• Source document:
# Data Preparation and Transformation
This notebook demonstrates how to process and transform a dataset of credit card transactions, including calculating installment values and dates.

## Step 1: Import Required Libraries
We start by importing the necessary libraries for data manipulation.

In [None]:
import pandas as pd

## Step 2: Load the Dataset
Load the dataset containing transaction details into a pandas DataFrame.

In [None]:
df = pd.read_csv("../data/parcelas_cartao.csv")
df.head()

## Step 3: Data Transformation
### Add Installment Value and Order Columns
We calculate the value of each installment and create a column to represent the order of installments.

In [None]:
# Convert transaction date to datetime format
df["dtTransacao"] = pd.to_datetime(df["dtTransacao"])

# Calculate the value of each installment
df["vlParcela"] = df["vlVenda"] / df["qtParcelas"]

# Create a list of installment orders for each transaction
df["ordemParcela"] = df.apply(lambda row: [i for i in range(row["qtParcelas"])], axis=1)

# Explode the DataFrame to create one row per installment
df_explode = df.explode("ordemParcela")

### Define a Function to Calculate Installment Dates
This function calculates the date of each installment by adding the installment order (in months) to the transaction date.

In [None]:
def calculo_data_parcela(row):
    """
    Calculate the installment date based on the transaction date and installment order.

    Parameters:
        row (pd.Series): A row of a DataFrame containing 'dtTransacao' (transaction date)
                         and 'ordemParcela' (installment order).

    Returns:
        str: The calculated installment date in the format 'YYYY-M'.
    """
    # Add the installment order (in months) to the transaction date
    dt = row["dtTransacao"] + pd.DateOffset(months=row["ordemParcela"])

    # Format the date as 'YYYY-M'
    dt = f"{dt.year}-{dt.month}"
    return dt

### Apply the Function to Calculate Installment Dates
Add a new column to the DataFrame with the calculated installment dates.

In [None]:
# Apply the function to calculate installment dates
df_explode["dtParcela"] = df_explode.apply(calculo_data_parcela, axis=1)

# Display the transformed DataFrame
df_explode

## Step 4: Pivot the Data
Group the data by client ID and installment date, sum the installment values, and pivot the table to create a summary view.

In [None]:
# Group by client ID and installment date, sum the installment values, and pivot the table
(df_explode.groupby(["idCliente", "dtParcela"])
            ["vlParcela"].sum()
            .reset_index()
            .pivot_table(index="idCliente",
                         columns="dtParcela",
                         values="vlParcela",
                         fill_value=0)
)

• Supplied data:
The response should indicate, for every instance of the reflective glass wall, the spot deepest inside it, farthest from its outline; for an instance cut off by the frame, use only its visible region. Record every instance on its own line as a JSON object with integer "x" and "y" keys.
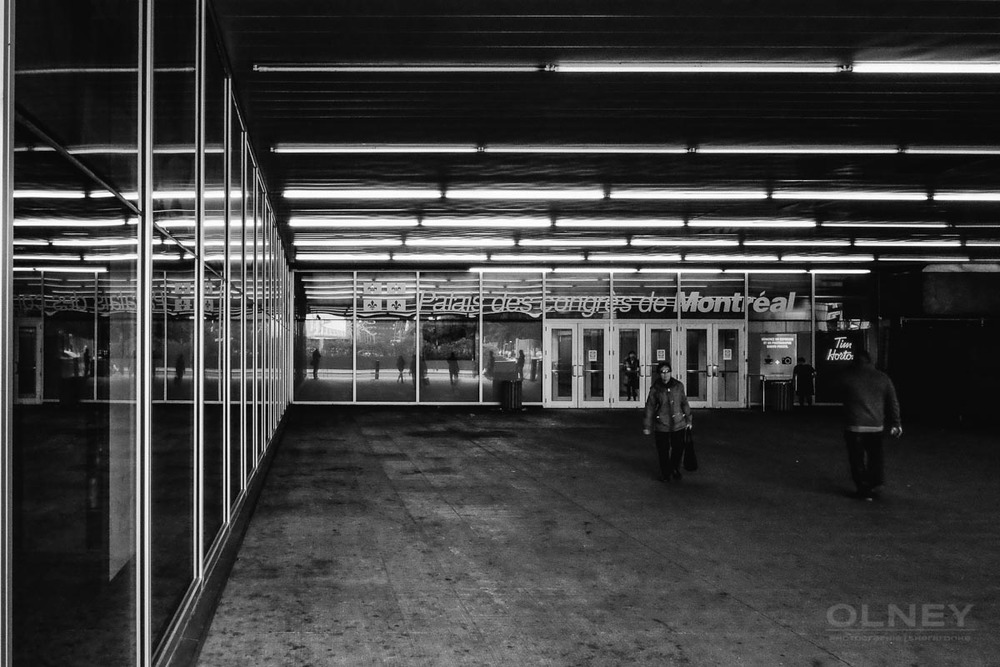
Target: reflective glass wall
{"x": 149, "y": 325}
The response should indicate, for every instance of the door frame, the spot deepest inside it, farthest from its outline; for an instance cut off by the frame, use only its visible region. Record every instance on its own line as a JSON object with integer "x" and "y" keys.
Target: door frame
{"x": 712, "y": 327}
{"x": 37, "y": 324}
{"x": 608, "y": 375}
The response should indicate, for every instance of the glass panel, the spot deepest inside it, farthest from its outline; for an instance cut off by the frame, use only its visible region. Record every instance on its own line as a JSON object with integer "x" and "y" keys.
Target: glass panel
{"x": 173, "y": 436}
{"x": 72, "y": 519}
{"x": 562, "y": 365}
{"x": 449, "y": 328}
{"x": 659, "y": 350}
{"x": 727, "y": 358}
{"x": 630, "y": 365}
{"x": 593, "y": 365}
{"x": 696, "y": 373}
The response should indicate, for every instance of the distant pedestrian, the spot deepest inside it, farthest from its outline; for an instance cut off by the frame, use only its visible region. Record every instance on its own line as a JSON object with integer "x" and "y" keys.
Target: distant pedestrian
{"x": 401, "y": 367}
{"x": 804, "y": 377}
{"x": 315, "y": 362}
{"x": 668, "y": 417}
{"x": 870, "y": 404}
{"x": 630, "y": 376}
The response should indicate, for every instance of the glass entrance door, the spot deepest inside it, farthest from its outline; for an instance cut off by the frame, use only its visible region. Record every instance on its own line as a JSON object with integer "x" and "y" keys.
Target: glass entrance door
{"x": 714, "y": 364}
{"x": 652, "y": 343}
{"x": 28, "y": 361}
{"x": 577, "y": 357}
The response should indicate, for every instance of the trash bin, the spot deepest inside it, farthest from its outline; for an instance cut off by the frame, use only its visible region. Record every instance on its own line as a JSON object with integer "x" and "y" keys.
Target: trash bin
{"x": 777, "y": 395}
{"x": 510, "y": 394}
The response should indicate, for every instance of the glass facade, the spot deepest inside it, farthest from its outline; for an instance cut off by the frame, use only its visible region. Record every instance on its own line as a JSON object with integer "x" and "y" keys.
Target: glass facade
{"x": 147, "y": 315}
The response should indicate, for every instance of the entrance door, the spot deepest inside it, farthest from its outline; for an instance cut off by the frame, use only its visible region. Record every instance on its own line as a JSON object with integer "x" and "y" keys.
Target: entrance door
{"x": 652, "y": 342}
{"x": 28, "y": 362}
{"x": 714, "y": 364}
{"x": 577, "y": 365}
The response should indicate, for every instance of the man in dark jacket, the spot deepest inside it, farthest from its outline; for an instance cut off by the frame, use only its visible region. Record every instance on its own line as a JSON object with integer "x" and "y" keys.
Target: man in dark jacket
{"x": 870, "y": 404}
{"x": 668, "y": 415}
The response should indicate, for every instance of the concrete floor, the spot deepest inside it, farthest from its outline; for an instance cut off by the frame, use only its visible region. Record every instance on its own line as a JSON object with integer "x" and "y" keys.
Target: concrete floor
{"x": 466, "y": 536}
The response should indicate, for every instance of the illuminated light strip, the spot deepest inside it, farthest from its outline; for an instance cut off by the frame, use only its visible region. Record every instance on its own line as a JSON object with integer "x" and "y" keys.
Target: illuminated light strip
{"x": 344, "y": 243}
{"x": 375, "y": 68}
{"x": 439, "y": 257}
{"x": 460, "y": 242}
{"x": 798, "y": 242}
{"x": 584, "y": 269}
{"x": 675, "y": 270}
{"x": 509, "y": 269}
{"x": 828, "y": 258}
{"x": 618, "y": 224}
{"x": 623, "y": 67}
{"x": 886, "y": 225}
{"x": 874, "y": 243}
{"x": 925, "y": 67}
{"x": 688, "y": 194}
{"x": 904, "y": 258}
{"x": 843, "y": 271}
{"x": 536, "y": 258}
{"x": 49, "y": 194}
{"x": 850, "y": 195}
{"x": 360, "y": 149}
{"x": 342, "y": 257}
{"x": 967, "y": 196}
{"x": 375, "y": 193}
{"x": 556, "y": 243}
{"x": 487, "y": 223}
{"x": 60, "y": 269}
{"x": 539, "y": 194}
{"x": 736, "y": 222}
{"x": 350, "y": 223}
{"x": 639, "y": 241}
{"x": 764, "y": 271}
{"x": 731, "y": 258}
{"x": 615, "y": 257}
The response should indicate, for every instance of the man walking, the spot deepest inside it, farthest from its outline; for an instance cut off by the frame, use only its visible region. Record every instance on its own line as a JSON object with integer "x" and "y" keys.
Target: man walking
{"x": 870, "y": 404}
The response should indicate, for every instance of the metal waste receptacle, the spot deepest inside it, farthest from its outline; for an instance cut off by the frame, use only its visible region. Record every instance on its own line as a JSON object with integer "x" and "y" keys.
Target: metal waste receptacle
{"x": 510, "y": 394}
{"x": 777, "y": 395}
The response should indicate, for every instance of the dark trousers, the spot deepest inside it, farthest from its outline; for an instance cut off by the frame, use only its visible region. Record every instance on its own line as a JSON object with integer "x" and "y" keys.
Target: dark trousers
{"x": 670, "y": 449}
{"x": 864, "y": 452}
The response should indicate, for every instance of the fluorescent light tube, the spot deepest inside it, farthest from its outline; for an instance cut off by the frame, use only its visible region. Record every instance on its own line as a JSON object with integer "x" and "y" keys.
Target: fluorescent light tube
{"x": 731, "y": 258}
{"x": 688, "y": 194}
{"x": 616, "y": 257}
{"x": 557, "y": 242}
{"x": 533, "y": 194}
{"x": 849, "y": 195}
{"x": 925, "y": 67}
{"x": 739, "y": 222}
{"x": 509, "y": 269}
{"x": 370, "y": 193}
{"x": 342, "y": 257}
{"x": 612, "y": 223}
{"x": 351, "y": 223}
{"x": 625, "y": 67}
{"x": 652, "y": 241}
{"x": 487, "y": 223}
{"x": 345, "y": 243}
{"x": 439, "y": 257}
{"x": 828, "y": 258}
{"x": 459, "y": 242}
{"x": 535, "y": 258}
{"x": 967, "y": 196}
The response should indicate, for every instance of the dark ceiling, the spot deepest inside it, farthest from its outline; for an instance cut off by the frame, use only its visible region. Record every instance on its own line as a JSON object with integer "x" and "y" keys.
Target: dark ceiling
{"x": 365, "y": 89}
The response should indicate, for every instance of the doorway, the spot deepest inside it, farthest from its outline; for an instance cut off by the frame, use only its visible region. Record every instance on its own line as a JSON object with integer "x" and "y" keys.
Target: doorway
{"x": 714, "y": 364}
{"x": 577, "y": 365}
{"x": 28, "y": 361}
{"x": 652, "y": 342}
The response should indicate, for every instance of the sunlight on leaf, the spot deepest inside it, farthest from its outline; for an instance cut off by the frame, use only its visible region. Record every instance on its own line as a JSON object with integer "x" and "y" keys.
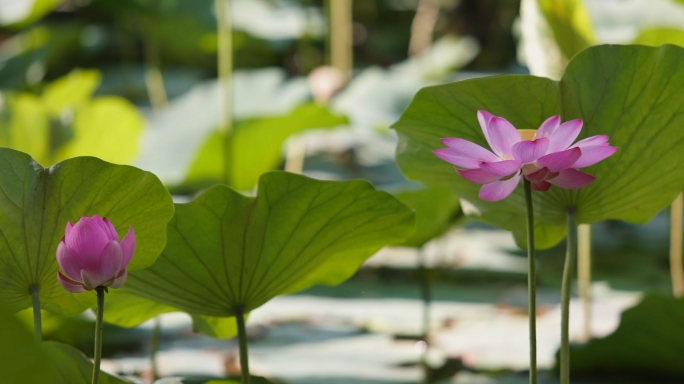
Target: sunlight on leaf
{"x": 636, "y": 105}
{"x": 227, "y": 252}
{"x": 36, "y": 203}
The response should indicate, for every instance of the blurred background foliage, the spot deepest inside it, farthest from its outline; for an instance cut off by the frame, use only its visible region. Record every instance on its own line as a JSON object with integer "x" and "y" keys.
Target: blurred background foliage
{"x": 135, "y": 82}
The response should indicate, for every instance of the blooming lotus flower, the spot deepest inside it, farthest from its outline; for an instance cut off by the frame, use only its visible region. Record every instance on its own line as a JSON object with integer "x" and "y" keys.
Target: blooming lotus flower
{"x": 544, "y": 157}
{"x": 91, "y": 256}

• Work instructions:
a: In the notebook on credit card installments, what format does the function that calculates installment dates return?
b: Return each line of the listing that contains the word "foliage", treating uppercase and lowercase as different.

• Full answers:
a: A string in the format 'YYYY-M'.

b:
The response should indicate, for every instance of the blurred background foliage, the spot deepest inside it, farthest from its outline; for an instance cut off by the frame, use only its visible region. Record every instance on its own line as a JSON object with integer "x" and "y" keys.
Target: blurred background foliage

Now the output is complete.